§ What is being asked
Count the lines in the data below that contain the word "engine". Give only the number.

§ Source records
────────────────

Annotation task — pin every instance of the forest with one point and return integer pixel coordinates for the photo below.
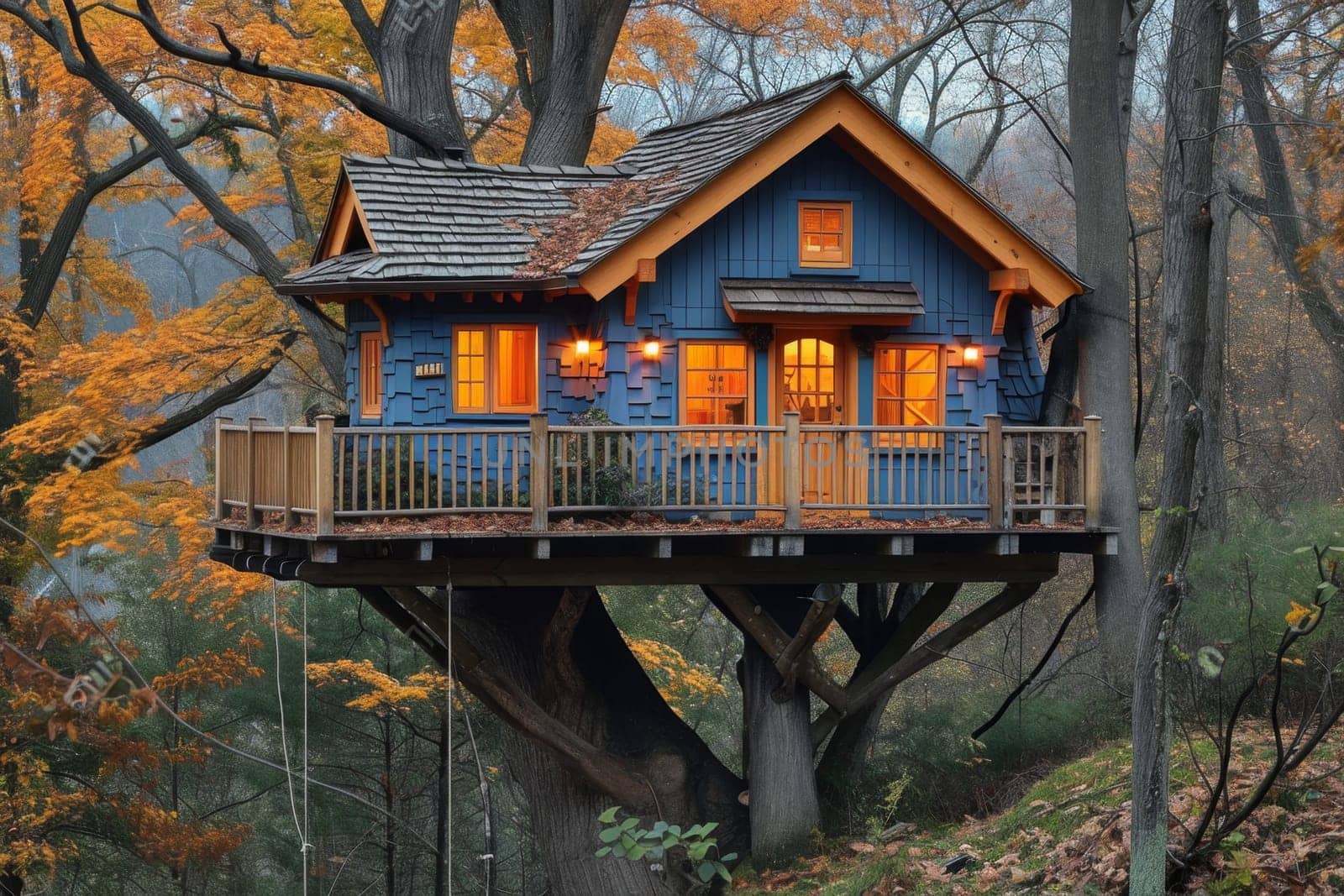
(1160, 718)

────────────────

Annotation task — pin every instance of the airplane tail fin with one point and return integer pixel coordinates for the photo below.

────────────────

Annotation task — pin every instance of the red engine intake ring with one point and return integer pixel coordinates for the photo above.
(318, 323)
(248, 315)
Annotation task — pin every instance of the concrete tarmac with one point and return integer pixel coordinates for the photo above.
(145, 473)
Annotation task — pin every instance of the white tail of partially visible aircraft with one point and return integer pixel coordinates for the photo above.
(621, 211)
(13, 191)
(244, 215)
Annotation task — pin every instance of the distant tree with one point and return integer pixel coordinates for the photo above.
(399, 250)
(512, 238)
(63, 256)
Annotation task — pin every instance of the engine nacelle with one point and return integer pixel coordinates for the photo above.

────────────────

§ Problem solution
2